EXCERPT →
The friend I went with pitched it to me with a link to this review: "have i ever seen sunset boulevard. no. am i FASCINATED by a show that hates its source but is maybe good? yes." Thinking about it, I don't think I'd ever previously seen Sunset Boulevard staged either, but I've heard the music a bunch, which is what listening to Broadway Pandora Radio a lot in the early 2000s gets you, and read a lot about it because that's what reading a lot about the history of noir gets you, so it feels deeply familiar and known to me despite the fact that I have never, technically, been to a production.
So forth we went, and returned afterwards to the question of whether the show does hate its source: no! I don't think it does! Genuinely, I think it loves its source/s, the film and the musical both, and what it's trying to do is aggressively situate itself as a musical in the context of them.
For those to whom it is less familiar, the basic plot of Sunset Boulevard: in 1950s Hollywood, a desperately out-of-work screenwriter extremely behind on his rent accidentally ends up at the house of forgotten silent film star Norma Desmond, who lives in a mausoleum to her own past fame and is convinced that once she finishes the script she's working on, she can launch herself back into stardom. Once he takes a job as her script doctor, he finds himself feeding her professional and romantic obsessions in an increasingly Gothic spiral that inevitably culminates in tragedy.
In the original film, Norma Desmond was played by Gloria Swanson, a famous silent screen siren who was once once such a valuable asset to her studio that she was "carried in a sedan chair from her dressing room to the set", and her Significant Gothic Butler by Erich von Stroheim, a famous silent film director who had not directed a picture since 1933. It is a gothic noir About Movies, About Hollywood Culture, About Fame -- and the Andrew Lloyd Webber Broadway musical is likewise About Movies, About Hollywood, About Fame; what this new production does, I think, is also make it About Theater, about film and theater, about how those are and are not the same thing.
The show's sets are existent, but minimal. The biggest element is a huge projection screen, and the crew -- and sometimes the cast -- have cameras with which they walk onto the stage, getting up close, projecting faces. The cameras are not invisible; the cast know that they're there. Norma is always playing to them. Other characters react to them in variable ways, but they know that they're being watched. The projections are always in black and white, and so is most everything else; it's high-noir, high-chiaroscuro, almost no color on the stage whatsoever, really effectively creepy. If you had asked me before this if an Andrew Lloyd Webber musical could genuinely scare me, I would have confidently said no! I would not have been correct!

SET PROBLEM A → According to the review, who played Norma Desmond's butler in the original film?
SET PROBLEM B → Name every real person mentioned in the review.

[Pointing dataset excerpts]
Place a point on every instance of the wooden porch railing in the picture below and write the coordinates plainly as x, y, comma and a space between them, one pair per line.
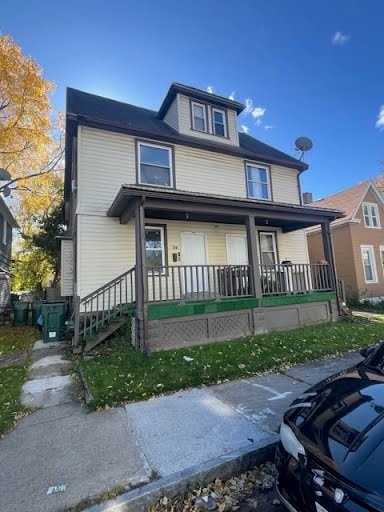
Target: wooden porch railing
294, 278
101, 307
195, 282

REPLY A → Erich von Stroheim

REPLY B → Gloria Swanson, Erich von Stroheim, Andrew Lloyd Webber